Can you rewrite all the records below, changing each "instance" to "occurrence", leaving everything else as it is, and omitting the pictures from your answer?
:: Exercise material
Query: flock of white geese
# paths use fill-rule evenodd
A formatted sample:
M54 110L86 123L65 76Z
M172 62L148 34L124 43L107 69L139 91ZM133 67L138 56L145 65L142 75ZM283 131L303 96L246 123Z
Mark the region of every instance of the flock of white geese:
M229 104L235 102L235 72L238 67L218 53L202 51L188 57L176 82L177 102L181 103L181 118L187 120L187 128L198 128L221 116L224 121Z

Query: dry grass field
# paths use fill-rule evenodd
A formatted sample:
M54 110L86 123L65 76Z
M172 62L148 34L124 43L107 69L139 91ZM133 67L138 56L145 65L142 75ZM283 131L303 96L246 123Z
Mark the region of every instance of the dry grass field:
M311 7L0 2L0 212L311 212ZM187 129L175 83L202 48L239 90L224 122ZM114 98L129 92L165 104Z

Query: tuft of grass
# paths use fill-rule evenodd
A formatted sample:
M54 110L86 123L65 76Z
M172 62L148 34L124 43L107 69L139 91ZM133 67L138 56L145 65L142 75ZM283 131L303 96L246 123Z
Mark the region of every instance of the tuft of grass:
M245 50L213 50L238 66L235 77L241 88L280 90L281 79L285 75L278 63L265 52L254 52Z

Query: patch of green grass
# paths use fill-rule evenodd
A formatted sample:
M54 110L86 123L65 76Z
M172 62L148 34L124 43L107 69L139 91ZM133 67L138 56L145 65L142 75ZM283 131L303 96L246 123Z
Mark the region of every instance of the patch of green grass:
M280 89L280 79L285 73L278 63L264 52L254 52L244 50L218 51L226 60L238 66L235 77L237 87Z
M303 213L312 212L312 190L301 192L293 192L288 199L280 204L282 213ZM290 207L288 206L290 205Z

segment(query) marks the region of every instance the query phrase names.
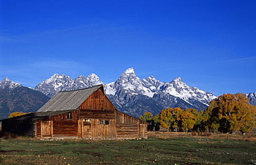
::::
## Exercise output
Query: flock of white geese
# paths use fill-rule evenodd
A formatted sample:
M54 110L86 123L65 76Z
M172 62L148 34L124 43L107 69L139 91ZM133 67L138 56L145 65L142 75ZM283 131L303 96L246 123Z
Mark the region of every occurrence of the flock of white geese:
M229 104L235 102L235 72L238 67L218 53L202 51L188 57L176 82L177 102L181 103L181 118L187 120L187 128L198 128L221 116L224 121Z

Query: dry grass field
# paths use fill-rule evenodd
A formatted sample:
M54 110L86 123L65 76Z
M172 62L148 34L124 43L107 69L139 91ZM133 67L138 56L145 65L142 75ZM283 131L303 96L246 123Z
Mark the region of every occurrence of the dry grass field:
M311 7L0 2L0 212L311 212ZM187 129L175 83L202 48L239 90L224 122ZM114 98L129 92L165 104Z

Query: tuft of grass
# paths use fill-rule evenodd
A formatted sample:
M54 110L86 123L65 76Z
M172 62L148 34L124 43L107 69L139 91ZM133 67L138 56L145 65L142 75ZM283 131L303 96L246 123Z
Mark the region of every occurrence of the tuft of grass:
M245 50L213 50L238 66L235 77L241 88L280 90L281 79L285 75L278 63L265 52L254 52Z

Query: patch of green grass
# paths use fill-rule evenodd
A formatted sample:
M54 110L86 123L65 76Z
M172 62L148 34L124 43L107 69L139 91ZM133 67L138 56L145 65L142 75ZM283 131L303 96L246 123Z
Mark the region of every occurrence of the patch of green grass:
M280 89L280 79L285 73L278 63L264 52L254 52L244 50L218 51L226 60L238 66L235 77L237 87Z
M303 213L312 212L312 190L301 192L293 192L288 199L280 204L282 213ZM290 207L288 206L290 205Z

segment(query) marks the region of every occurrence the query phrase names.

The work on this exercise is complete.